- **ИСХОДНЫЙ ТЕКСТ**:
◆ ◆ ◆ ◆

Дельвиг доволен повестью; он требует немедленно ее напечатать. Места в альманахе уже нет - и он жертвует статьей Свиньина. Сомов возвращает автору статью с дипломатическим изъяснением причин; он жалуется, что вновь поступившая повесть оказалась "отменно длинной, длинной, длинной" и благодарит Свиньина, как и полагается, "за приятный подарок".

Покровительство Дельвига, впрочем, не избавит Титова от чувствительных уколов самолюбию: критики нападут на его повесть, а Жуковский, не подозревавший об авторе, скажет Дельвигу в его присутствии: "охота тебе, любезный Дельвиг, помещать в альманахе такие длинные и бездарные повести какого-то псевдонима…"

◆ ◆ ◆ ◆

Данные об указывающих выражениях
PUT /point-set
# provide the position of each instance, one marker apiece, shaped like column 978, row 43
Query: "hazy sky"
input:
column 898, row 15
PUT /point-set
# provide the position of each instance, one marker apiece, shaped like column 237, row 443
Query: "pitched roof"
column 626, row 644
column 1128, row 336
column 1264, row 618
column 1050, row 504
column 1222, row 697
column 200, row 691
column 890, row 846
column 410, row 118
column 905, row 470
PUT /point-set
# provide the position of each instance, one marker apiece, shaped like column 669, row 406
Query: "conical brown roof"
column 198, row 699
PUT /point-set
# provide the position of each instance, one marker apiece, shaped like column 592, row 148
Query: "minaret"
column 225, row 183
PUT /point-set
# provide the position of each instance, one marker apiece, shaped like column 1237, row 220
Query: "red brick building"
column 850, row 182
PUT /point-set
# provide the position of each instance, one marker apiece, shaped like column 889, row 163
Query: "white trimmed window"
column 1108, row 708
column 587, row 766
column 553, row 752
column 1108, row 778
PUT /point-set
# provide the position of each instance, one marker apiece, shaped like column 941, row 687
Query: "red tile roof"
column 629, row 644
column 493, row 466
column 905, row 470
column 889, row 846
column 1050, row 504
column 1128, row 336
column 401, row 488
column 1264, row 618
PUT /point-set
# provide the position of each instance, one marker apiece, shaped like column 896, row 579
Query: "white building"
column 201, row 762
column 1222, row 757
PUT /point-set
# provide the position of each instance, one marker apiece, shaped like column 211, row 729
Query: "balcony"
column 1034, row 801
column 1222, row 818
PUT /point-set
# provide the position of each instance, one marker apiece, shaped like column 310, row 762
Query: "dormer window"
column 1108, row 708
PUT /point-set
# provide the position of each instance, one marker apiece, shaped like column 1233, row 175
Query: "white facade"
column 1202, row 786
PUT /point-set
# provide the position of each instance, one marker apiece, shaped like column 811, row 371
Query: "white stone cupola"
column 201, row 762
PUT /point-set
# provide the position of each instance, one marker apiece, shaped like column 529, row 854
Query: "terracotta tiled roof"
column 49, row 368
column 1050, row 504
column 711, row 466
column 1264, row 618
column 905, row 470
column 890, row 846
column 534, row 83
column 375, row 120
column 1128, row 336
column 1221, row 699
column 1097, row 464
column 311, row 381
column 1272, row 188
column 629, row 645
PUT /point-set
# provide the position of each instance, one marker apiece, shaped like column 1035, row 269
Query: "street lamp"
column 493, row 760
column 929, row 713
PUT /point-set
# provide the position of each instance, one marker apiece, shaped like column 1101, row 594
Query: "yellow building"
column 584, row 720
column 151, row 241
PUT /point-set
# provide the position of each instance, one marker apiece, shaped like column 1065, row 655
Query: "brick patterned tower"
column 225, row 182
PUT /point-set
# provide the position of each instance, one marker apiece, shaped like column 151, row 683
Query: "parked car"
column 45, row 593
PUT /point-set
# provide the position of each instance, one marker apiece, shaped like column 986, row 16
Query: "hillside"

◆ ◆ ◆ ◆

- **ЗАДАНИЕ**: Приведите заново весь исходный текст слово в слово. Записи для работы не понадобятся.

- **РЕШЕНИЕ ЗАДАНИЯ**:
Дельвиг доволен повестью; он требует немедленно ее напечатать. Места в альманахе уже нет - и он жертвует статьей Свиньина. Сомов возвращает автору статью с дипломатическим изъяснением причин; он жалуется, что вновь поступившая повесть оказалась "отменно длинной, длинной, длинной" и благодарит Свиньина, как и полагается, "за приятный подарок".

Покровительство Дельвига, впрочем, не избавит Титова от чувствительных уколов самолюбию: критики нападут на его повесть, а Жуковский, не подозревавший об авторе, скажет Дельвигу в его присутствии: "охота тебе, любезный Дельвиг, помещать в альманахе такие длинные и бездарные повести какого-то псевдонима…"